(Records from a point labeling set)
▼▼▼

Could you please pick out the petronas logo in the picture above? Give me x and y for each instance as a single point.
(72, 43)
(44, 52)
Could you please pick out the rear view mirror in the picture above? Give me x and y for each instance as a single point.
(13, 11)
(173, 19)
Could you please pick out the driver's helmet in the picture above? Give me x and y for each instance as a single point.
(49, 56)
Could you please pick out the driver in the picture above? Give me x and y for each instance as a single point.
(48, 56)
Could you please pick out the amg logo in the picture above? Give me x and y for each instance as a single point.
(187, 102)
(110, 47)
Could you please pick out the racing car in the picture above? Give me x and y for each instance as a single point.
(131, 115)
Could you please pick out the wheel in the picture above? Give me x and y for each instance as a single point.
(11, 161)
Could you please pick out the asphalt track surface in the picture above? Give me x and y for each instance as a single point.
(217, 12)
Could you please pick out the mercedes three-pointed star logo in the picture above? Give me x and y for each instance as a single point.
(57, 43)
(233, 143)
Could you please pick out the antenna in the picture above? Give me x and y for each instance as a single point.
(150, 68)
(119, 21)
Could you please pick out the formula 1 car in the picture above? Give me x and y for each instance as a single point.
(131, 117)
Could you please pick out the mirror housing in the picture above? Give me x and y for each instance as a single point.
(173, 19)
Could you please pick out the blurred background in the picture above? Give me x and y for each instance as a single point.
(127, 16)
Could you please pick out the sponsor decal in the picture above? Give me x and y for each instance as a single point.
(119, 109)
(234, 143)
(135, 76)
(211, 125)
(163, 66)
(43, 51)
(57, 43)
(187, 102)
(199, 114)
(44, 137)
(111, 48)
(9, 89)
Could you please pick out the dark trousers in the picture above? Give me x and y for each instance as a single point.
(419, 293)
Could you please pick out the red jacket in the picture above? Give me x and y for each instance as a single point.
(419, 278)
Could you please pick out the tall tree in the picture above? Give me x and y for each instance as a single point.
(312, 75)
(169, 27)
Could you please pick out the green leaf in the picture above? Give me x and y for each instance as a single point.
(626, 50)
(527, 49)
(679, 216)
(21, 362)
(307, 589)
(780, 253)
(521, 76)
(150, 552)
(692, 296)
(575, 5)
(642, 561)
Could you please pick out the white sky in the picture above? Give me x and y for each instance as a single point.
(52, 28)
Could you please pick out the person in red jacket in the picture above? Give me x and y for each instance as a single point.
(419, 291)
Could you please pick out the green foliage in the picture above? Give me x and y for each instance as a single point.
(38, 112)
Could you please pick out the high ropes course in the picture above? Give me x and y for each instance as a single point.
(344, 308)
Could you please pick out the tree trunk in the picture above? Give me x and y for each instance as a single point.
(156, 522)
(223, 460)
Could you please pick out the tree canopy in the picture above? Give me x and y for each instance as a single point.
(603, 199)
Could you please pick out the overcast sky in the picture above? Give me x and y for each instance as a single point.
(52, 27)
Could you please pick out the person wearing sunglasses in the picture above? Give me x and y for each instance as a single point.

▲▲▲

Quote the whole listing above word for word, from its first line through its last.

**EXERCISE RESULT**
Could you please pick out the petronas logo in the picture above? Give me x and y for each instance as a single point.
(72, 43)
(44, 52)
Could you please pick out the rear view mirror in the picture above? Give me x and y for each instance as a single point.
(13, 11)
(173, 19)
Could you please pick out the driver's helmet in the picture above? Give me x and y for each instance as a single point.
(49, 56)
Could you please pick out the driver in the picture above? Give me x and y for each instance as a single point.
(48, 56)
Could you please pick out the amg logo in the picture above? Give me x and y for each instance as a single point.
(187, 102)
(110, 47)
Could you please pick out the racing car in the picture above? Give me x and y for each instance as a single point.
(131, 115)
Could you please pick out the wheel in the picture above? Give me x and y for each instance as a single point.
(11, 161)
Could you please pick out the asphalt track surface in the picture above? Give me x and y for each instance as a single point.
(217, 12)
Could you please pick out the mercedes three-pointed star logo in the picture above? Give me x and y for each instance as a single point.
(57, 43)
(233, 143)
Could you please pick out the antenna in the picture above? Give me x and y for each instance as a single point.
(150, 68)
(119, 21)
Could you please pick out the formula 1 car in the picture above? Give me x and y for each instance as a single point.
(131, 117)
Could you please pick out the mirror housing in the picture above? Give me x and y for each instance as a single point.
(173, 19)
Could you please pick out the blurred background in the picture above? Give me x and y for each instance as a single point.
(127, 16)
Could you please pick out the sponsor decal in the picture above? Give me x and y for each instance as a single point.
(119, 109)
(234, 143)
(135, 76)
(211, 125)
(163, 66)
(43, 51)
(57, 43)
(187, 102)
(199, 114)
(44, 137)
(111, 48)
(9, 89)
Could you please pick out the dark trousers in the picture above? Give me x and y for each instance as a single point.
(419, 293)
Could you please pick out the red jacket in the picture above? Give me x and y for each instance as a single point.
(419, 278)
Could you please pick out the tall tree in the picture above? Give me x and y for each instance as a single point.
(312, 75)
(169, 27)
Could you please pick out the green leaf in the picture above? Give me x and y for each instance as a single point.
(626, 50)
(527, 49)
(679, 216)
(21, 362)
(307, 589)
(780, 253)
(521, 76)
(150, 552)
(692, 296)
(575, 5)
(642, 561)
Could you please pick out the white sky in the picture above? Give me x and y for each instance as a single point.
(52, 28)
Could you please pick out the person in red jacket in the picture above? Give me x and y for each instance as a single point.
(419, 291)
Could you please pick out the green foliage in the picture above? Give me x and y for each instance as a single point.
(38, 112)
Could you please pick out the high ropes course in the picture above? Give me x and y for each instance as a single point.
(344, 308)
Could you please pick out the tree trunk in the picture above? Give me x and y for each instance as a single point.
(156, 522)
(223, 460)
Could you please pick out the tree canopy in the picture above? Give me x and y for each instance as a single point.
(603, 199)
Could you please pick out the overcast sky in the picture above? Give me x and y for each instance as a single point.
(52, 27)
Could you please pick out the person wearing sunglasses in the picture above? Give me x and y for each instance as a single point.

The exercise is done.